(Coordinate annotation records)
___

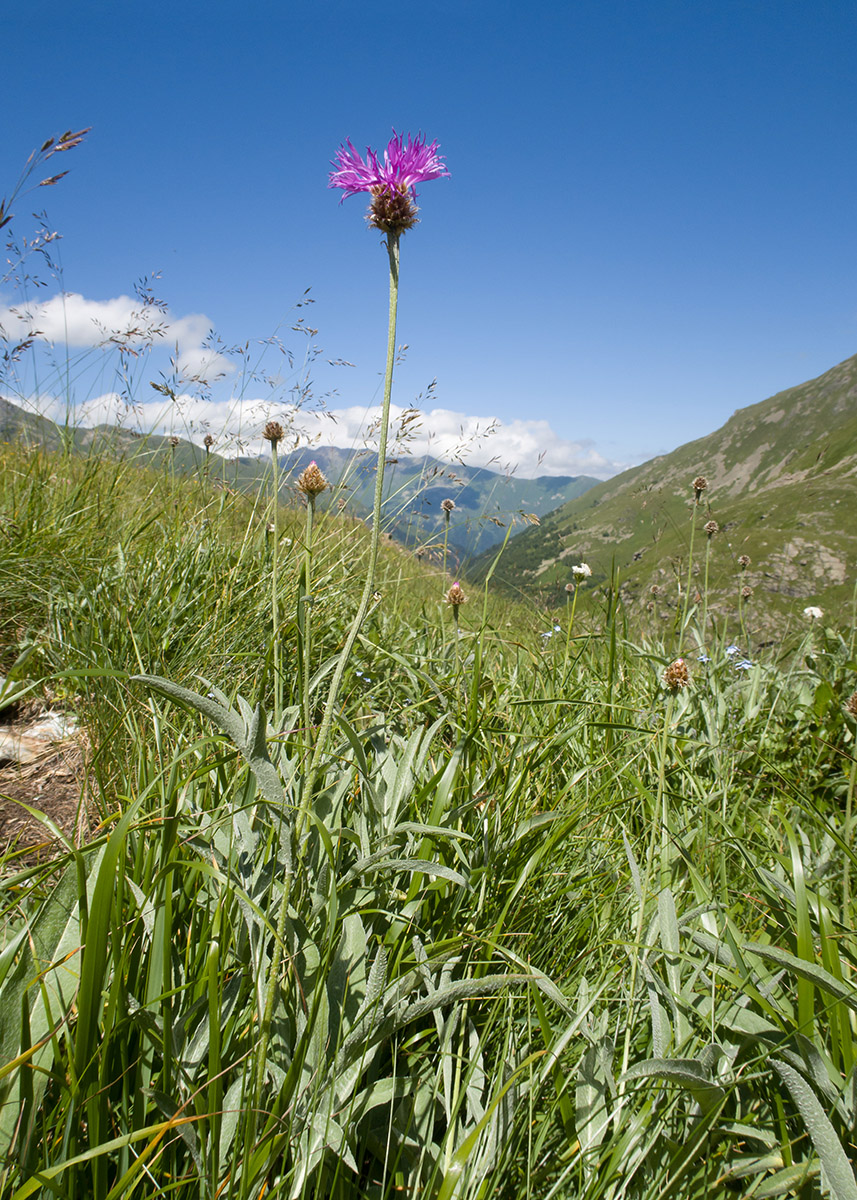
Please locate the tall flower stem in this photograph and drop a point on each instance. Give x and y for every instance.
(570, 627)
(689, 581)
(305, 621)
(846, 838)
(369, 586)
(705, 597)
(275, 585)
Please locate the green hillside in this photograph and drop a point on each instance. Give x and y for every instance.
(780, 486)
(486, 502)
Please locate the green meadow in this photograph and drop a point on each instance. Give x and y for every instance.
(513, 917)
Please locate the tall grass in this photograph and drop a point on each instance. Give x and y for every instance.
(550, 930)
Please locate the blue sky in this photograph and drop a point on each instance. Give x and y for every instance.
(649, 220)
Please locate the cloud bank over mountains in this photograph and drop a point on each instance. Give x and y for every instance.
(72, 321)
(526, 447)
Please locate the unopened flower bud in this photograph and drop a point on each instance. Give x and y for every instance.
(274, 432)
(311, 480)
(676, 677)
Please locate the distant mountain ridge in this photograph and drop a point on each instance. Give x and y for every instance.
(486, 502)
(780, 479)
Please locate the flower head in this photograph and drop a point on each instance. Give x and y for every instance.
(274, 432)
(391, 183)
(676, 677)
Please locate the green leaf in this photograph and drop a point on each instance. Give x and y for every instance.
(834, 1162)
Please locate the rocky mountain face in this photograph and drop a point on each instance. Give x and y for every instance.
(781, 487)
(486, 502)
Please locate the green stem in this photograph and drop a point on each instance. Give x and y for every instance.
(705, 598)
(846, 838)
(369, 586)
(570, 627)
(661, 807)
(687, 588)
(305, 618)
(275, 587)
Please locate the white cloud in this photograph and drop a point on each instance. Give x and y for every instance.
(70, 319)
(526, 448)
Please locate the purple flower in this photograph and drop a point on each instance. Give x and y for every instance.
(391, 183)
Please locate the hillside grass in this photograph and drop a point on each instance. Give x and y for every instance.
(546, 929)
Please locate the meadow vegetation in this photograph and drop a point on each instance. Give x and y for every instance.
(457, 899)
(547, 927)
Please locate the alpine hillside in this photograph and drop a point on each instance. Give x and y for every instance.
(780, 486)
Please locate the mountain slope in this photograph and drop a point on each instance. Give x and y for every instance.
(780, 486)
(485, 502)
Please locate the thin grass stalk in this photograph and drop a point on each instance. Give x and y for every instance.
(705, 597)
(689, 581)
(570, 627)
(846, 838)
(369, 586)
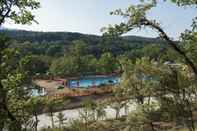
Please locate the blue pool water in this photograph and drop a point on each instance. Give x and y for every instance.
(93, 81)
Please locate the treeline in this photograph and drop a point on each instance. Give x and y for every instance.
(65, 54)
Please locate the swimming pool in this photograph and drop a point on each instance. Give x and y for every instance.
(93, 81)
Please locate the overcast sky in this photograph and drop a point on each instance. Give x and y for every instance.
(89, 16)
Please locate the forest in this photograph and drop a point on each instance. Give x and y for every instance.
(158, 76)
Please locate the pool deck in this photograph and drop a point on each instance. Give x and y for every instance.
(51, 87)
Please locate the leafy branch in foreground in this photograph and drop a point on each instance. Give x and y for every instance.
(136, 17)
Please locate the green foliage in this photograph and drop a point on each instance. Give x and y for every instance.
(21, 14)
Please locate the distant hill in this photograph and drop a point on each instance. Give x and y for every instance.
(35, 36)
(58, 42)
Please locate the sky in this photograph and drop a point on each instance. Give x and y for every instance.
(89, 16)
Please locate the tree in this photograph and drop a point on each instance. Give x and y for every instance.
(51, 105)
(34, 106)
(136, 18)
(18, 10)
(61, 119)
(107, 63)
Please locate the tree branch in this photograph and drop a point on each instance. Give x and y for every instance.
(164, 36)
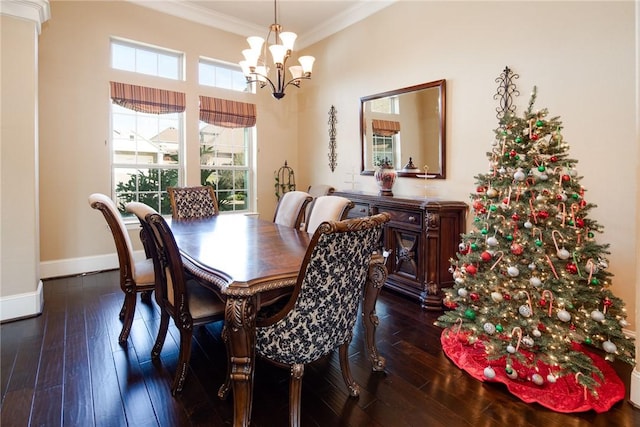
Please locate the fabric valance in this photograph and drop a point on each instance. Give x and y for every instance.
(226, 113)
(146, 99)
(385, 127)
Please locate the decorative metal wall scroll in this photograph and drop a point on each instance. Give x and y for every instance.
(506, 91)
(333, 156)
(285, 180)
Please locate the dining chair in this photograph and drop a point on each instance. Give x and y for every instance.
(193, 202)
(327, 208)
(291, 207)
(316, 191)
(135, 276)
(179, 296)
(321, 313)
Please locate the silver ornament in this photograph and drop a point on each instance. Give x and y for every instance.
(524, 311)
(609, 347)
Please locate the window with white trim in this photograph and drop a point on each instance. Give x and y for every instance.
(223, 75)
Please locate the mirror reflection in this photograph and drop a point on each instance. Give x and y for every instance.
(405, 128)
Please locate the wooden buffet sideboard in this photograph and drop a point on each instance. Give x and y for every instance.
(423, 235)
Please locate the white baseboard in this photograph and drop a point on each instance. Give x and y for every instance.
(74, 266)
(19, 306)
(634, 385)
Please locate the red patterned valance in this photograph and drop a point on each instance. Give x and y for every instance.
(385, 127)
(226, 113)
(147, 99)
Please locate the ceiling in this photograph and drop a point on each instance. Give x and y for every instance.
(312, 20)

___

Reproduce all of the rows above with "in this photograph" swapped for "in this image" wherever it occurs, keeping everything else unchanged. Leave the pictures out of your version.

> [The output]:
Please locate the tall flower stem in this image and drop a point on each instance. Give x and y for every instance.
(570, 627)
(689, 581)
(305, 621)
(846, 838)
(369, 586)
(705, 597)
(275, 585)
Please locate the green hillside in this image and drop a point on each instance. Give x and y for every instance.
(780, 486)
(486, 502)
Please locate the green meadow in this image and drop a point on each instance. Give x and y for every instance.
(513, 917)
Please locate the tall grass in this image and drop a point on each instance. Give x and y for every instance.
(550, 930)
Please locate the blue sky in this image and drop a point on each instance. Give x and y for every instance.
(649, 220)
Please locate the cloud bank over mountains in this image and drop a point on each instance. Give x and y for every instance.
(72, 321)
(526, 447)
Please locate the unopened flower bud in this image and drop a point on each instance. Give x and y for every instance.
(274, 432)
(311, 480)
(676, 677)
Please locate the distant mountain ridge in this image and drop a point on each instance. Give x and y for every instance.
(486, 502)
(780, 479)
Please locate the flower head in this image and drop a point on each instance. Give x and y for every instance.
(274, 432)
(391, 183)
(676, 677)
Please locate the green leaf in this image and drop a point on each instance. Give x and y for every instance.
(834, 1162)
Please locate the rocky mountain face in this image and drop a point on each instance. Give x and y for every instance.
(781, 487)
(486, 502)
Please locate the green stem in this image and drop a point on each instance. Give x and y for every instance.
(705, 598)
(846, 838)
(369, 586)
(570, 627)
(661, 807)
(687, 588)
(305, 618)
(275, 587)
Please locate the white cloud in this image and drop a point on each instance. Give x and y for every instance.
(70, 319)
(526, 448)
Please locate the purple flower in this image and drop a point on each instance. Give x and y for every instance.
(391, 183)
Please locate the hillside grass in this image and drop a point on each instance. Give x and y for every instance.
(546, 929)
Please locate the meadow vegetation in this image and drop a point on each instance. Give x and y for every instance.
(457, 899)
(547, 927)
Please locate the alpine hillside in this image and drop a point on each instance. Give x and y for every instance.
(780, 486)
Please locate the mountain slope in this image and drop a point on each instance. Give x and y for every instance.
(780, 486)
(485, 502)
Please locate the thin grass stalk in this image and drop a point on each instance. Give x and y for every instance.
(705, 597)
(689, 581)
(570, 627)
(846, 838)
(369, 586)
Please locate the blue pool water in this image and drop a point on each instance. Give x and y for every instance.
(93, 81)
Please locate the treeline in this image and drop a point on each instance. Give x and y for every instance.
(65, 54)
Please locate the swimming pool in this image and drop a point on each instance. Give x and y for every instance.
(93, 81)
Please locate the overcast sky in this image and drop a point on each instance. Give x and y for every instance.
(89, 16)
Please locate the forest in this image and drop a point on each instance. Give x and y for every instance.
(158, 76)
Please locate the pool deck in this image and drop a point on each instance. Give x and y for every instance.
(51, 87)
Please locate the leafy branch in foreground in this image and drop a point on each instance. Give x and y for every instance.
(136, 17)
Please locate the green foliage in this image and drop a point on each instance. Give x and y for every instance.
(21, 14)
Please locate the distant hill in this image and drop a point on each instance. Give x and y for every instance.
(35, 36)
(58, 42)
Please locate the sky in this image and drop a point on each instance. Give x and y for every instance.
(89, 16)
Please locate the tree in this image and drop a point on each instance. Give x and y for every instance.
(51, 105)
(34, 106)
(136, 18)
(18, 10)
(61, 119)
(107, 63)
Please locate the tree branch in this image and drop a point on each instance. Give x and y for every instance.
(164, 36)
Please locate the fabric valance in this image and drop a point on each instance. Give x and y for every instance.
(226, 113)
(146, 99)
(385, 127)
Please locate the decorative metal wall scroll in this image and drop a point on each instance. Give x and y for every instance.
(506, 91)
(333, 156)
(285, 180)
Please locate the dining chair in this image and drop a point on each instance. Give x and y for every instance.
(193, 202)
(327, 208)
(291, 207)
(316, 191)
(135, 276)
(179, 296)
(321, 313)
Please locate the silver ornament in this image and drop a point on each instance. Give x and y for every instance.
(524, 311)
(609, 347)
Please locate the window with white trim in this image and drop a point on each instance. Give x and y for every instance.
(223, 75)
Please locate the mirror reflection in this image and drop a point on each instance. Give x and y for every instance.
(405, 128)
Please locate the wooden buffet sideboard in this image and drop a point on each instance. Give x and y for every instance.
(423, 235)
Please locate the white baseboard in this image and drop a point on each instance. Give x and y for every instance.
(74, 266)
(19, 306)
(634, 385)
Please locate the red patterned valance in this image and drop a point on each instance. Give x and y for every instance.
(385, 127)
(226, 113)
(147, 99)
Please locate the ceiling in this image and drop a point on each instance. Give x and y for every instance.
(312, 20)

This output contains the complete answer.